• EXCERPT:
# Dashcam law/MOT



## IamDave (Feb 6, 2015)

So I fitted a dashcam last year purely for peace of mind should anything happen (I know technically it can incriminate yourself as well as others) after the same bloke nearly took my front end off three days in a row.

Anyway I fitted it and forgot about it and was happy. Recently I've read up more and more about the law regarding placement of dashcams etc and risk of mot failure.

So I wanted to ask if anyone in the know thinks this could result in an mot failure/problems legally. I've been past plenty of traffic cars and never had any bother (can see the dashcam from the outside)










I should point out the camera doesn't quite hang down as much in the video from where I'm sat it's just because I was holding the camera up. But half the camera is visible below the rear view mirror. The screen also is set to time out after a minute and go off.

The camera is mounted with a small adhesive pad and not a suction mount.

Cheers
Dave


----------



## Andyg_TSi (Sep 6, 2013)

I beleive It's not supposed to be mounted in a way that encroaches on the line of vision.....I think this is anywhere within the area that is covered by the windscreen wipers when they wipe the screen.

Ideally, it needs to be placed as high up as possible & hidden by the rear view mirror when your sat in the drivers seat.


----------



## Caledoniandream (Oct 9, 2009)

If it's in the "wiped" area, AND in your line of sight, it will be a MOT fail.
Best position is behind the rear view mirror, move it to the left and up, and you be fine.
If you had a rather tall screen, like coaches and HGV's you could it place above your eye-line and be legal (if the tester is not twice as tall, and it sits in his line of sight:lol::lol


----------



## Andyg_TSi (Sep 6, 2013)

Good info here

http://www.theroadtrafficlawyer.com/dash-cameras-improper-placement-can-put-risk/


----------



## muzzer (Feb 13, 2011)

Iirc anything on the windscreen can not be in the A zone, this being directly in front of the driver and to the right of the rear view mirror. Iirc that constitutes zone A. Anything in that area is an MOT failure depending on the size of it for chips, a crack is an instant fail.

• SOURCE MATERIAL:
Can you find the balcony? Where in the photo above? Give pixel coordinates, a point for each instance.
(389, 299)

• EXERCISE AIM: Reproduce word for word the portion of the dashcam discussion above that opens with the words containing "I beleive It's" and closes with "(Oct 9, 2009)".

• RESULT OF THIS TASK:
I beleive It's not supposed to be mounted in a way that encroaches on the line of vision.....I think this is anywhere within the area that is covered by the windscreen wipers when they wipe the screen.

Ideally, it needs to be placed as high up as possible & hidden by the rear view mirror when your sat in the drivers seat.


----------



## Caledoniandream (Oct 9, 2009)